→ **DATASET RECORDS**
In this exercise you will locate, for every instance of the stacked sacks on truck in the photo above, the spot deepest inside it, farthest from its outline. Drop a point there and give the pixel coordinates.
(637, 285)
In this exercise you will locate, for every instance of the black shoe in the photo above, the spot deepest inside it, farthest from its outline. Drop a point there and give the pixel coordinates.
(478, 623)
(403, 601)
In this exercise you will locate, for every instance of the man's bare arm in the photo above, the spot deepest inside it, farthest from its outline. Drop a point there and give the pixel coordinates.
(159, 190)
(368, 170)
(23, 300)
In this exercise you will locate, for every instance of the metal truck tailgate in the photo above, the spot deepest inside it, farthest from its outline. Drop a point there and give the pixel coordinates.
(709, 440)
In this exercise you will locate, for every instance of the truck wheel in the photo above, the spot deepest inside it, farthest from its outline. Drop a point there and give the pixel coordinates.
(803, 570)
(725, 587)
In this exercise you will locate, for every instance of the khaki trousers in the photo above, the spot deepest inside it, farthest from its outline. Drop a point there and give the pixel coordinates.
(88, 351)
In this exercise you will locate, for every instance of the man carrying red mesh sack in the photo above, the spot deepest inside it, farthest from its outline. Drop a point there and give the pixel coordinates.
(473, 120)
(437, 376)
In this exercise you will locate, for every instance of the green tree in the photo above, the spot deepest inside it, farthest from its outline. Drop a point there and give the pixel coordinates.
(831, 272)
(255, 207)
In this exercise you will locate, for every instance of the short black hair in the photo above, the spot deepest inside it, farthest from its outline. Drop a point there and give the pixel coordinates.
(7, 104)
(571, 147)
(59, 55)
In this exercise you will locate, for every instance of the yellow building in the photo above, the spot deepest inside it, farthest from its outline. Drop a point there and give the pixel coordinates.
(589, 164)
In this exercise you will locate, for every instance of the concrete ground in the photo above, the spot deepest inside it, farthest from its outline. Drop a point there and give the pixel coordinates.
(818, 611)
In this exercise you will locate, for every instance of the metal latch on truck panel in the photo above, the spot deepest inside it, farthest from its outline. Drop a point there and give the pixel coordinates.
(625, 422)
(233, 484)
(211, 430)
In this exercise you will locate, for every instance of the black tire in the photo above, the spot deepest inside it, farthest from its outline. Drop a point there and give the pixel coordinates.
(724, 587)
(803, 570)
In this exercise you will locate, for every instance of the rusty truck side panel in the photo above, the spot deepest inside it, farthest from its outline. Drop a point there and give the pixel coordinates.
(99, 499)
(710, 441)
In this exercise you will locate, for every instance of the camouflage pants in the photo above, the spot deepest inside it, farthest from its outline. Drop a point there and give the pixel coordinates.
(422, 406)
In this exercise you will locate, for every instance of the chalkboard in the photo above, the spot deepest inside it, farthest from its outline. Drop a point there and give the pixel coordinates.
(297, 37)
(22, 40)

→ **WHAT IS EXPECTED**
Reproduce all of the records above word for word, changing nothing and leaving none out.

→ **ANSWER IN FULL**
In this exercise you will locate, for every instance of the stacked sacks on truck in the photo above, the spot deepest inside it, farthest from its outline. Drop a point there and give the pixel coordinates.
(637, 285)
In this exercise you will locate, for every instance of the black shoe in the photo above, the spot deepest inside it, farthest from its outline. Drop a point there and give the pixel coordinates.
(478, 623)
(403, 601)
In this exercise you will locate, for every instance of the man's bare arm in the photo above, the spot deepest inside it, farthest from its outline. Drop a point there and give the pixel coordinates.
(159, 190)
(368, 170)
(23, 300)
In this exercise you will locate, for every instance of the metal truck tailgate in the photo above, the spot deepest inside it, farthest from its outline. Drop a point there and give the pixel coordinates.
(709, 440)
In this exercise you will locate, for every instance of the truck wheel in the photo above, the spot deepest inside it, farthest from its outline. Drop a point there and give the pixel coordinates.
(803, 570)
(725, 587)
In this exercise you will locate, for every instance of the khaki trousers in the photo above, the spot deepest inside it, farthest from its outline. Drop a point there and give the pixel coordinates.
(88, 351)
In this exercise you will locate, for every instance of the man carrying red mesh sack in the photo above, the spot deepest inside it, farthest from its outline. Drop a point there and give the pixel coordinates.
(473, 120)
(437, 376)
In this exercise you will locate, for every instance of the green tree in the photo above, the spot deepest inside it, farthest from its outline. Drop a point there and give the pixel coordinates.
(831, 272)
(255, 207)
In this exercise you will locate, for every instance of the short black hair in the photo above, the spot deepest inside it, farthest from its outline. Drop a point there and give the pixel coordinates.
(7, 104)
(571, 147)
(59, 55)
In this exercise you will locate, for every instance of the yellow building in the photo above, the spot deepest inside it, farthest from its outline. Drop a point there and give the pixel coordinates.
(589, 164)
In this exercise you will locate, for every instance of the concrete ground in the photo above, the spot deepest inside it, farthest from its outline. Drop a point there and give the pixel coordinates.
(818, 611)
In this exercise you will locate, for every instance of the metal latch on truck panel in the photo above, the spot deepest inside it, farthest from its outline. Drop a point there and give the pixel coordinates.
(625, 422)
(233, 484)
(211, 430)
In this exercise you will locate, for every instance of the black tire in the photo above, the spot deepest inside it, farthest from its outline. Drop a point there and give the pixel coordinates.
(724, 587)
(803, 570)
In this exercise you will locate, for every instance of the rusty truck side panel in the photo above, the spot deepest inside it, farthest from its outline. Drop a point there and give the pixel coordinates.
(99, 499)
(710, 441)
In this exercise you will locate, for every instance of the camouflage pants in the photo above, the spot deepest inside it, farthest from its outline. Drop a point there and give the pixel coordinates.
(422, 406)
In this exercise you will locate, for every instance of the chalkboard in the photo above, the spot deepest inside it, farthest from its outline. Drop a point there and give the pixel coordinates.
(297, 37)
(22, 40)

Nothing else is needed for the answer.